[Kegiatan]: Lanjutkan berita tentang peringatan Isra Mi'raj di tengah wabah Covid-19, mulai dari kalimat sesudah kalimat terakhirnya.

Cirebon, NU Online
Tanggal 27 Rajab diperingati sebagai hari Isra dan Mi’raj Rasulullah SAW. Peristiwa tersebut harus diperingati dengan penuh keteguhan iman, termasuk dalam situasi dan kondisi saat ini, di mana virus corona (Covid-19) tengah mewabah.
“Iman itulah yang paling baik ketika kita menerima apapun dari semua sisi yang ada dalam kehidupan kita di alam ini,” kata Ketua Majelis Dzikir dan Shalawat Rijalul Ansor Pimpinan Pusat Gerakan Pemuda Ansor KH Faris Elt Haq Fuad Hasyim saat ditemui NU Online di Pondok Buntet Pesantren, Cirebon, Jawa Barat, pada Ahad (22/3).

Entri data tersimpan:

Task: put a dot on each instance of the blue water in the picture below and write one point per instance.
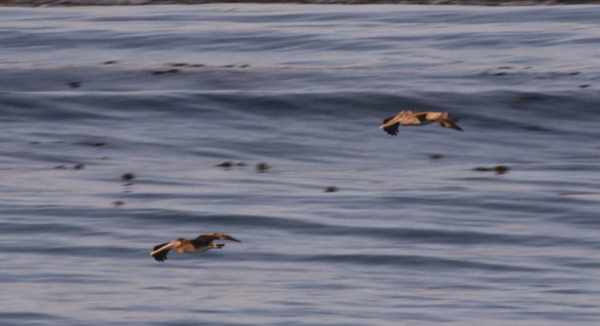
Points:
(406, 239)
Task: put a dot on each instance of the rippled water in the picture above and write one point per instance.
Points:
(168, 92)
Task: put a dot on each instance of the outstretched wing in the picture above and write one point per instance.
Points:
(448, 124)
(160, 252)
(391, 129)
(214, 236)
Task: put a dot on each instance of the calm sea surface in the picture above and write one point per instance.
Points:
(413, 236)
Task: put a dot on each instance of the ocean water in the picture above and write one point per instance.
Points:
(413, 236)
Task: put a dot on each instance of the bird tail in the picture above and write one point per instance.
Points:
(448, 124)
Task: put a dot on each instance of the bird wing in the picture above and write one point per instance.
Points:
(160, 252)
(214, 236)
(391, 129)
(448, 124)
(433, 116)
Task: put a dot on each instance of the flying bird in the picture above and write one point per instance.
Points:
(184, 246)
(409, 118)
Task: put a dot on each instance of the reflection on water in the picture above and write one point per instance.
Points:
(262, 122)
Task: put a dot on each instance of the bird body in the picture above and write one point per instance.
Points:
(202, 243)
(409, 118)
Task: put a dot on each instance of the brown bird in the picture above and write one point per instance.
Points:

[Jawaban]:
Kiai Faris mengatakan bahwa di antara hikmah paling baik dalam peristiwa Isra Mi’raj adalah menerima dengan iman. Sebab, Allah memberikan akal kepada manusia sangat terbatas. Pasalnya, ada teori yang di luar akal dan itu ada, yaitu teori keimanan.
“Akal kadang-kadang terlalu kecil untuk menerima teori keimanan, di antaranya peristiwa Isra Mi’raj,” katanya.
Peristiwa tersebut, menurutnya, memang harus diterima dengan iman karena akal terlalu kecil. Bagaimana tidak, katanya, perjalanan ribuan kilometer hanya ditempuh dalam waktu sepertiga malam saja. “Jelas secara akal, ini kita tidak nyampe,” ujarnya.
Jarak ribuan kilometer itu menembus tiga alam, yakni (1) Alam Lasut atau alam Indrawi meliputi perjalanan dari Makkah ke Baitul Maqdis, (2) Alam Malakut dari Baitul Maqdis ke langit ketujuh, dan (3) alam Lahut dari langit ketujuh ke Sidratul Muntaha.” Akal gak mampu menerima. Ini menunjukkan bahwa akal itu ada batasnya,” kata kiai yang pernah menjadi Ketua Pimpinan Cabang Gerakan Pemuda Ansor Kabupaten Cirebon itu.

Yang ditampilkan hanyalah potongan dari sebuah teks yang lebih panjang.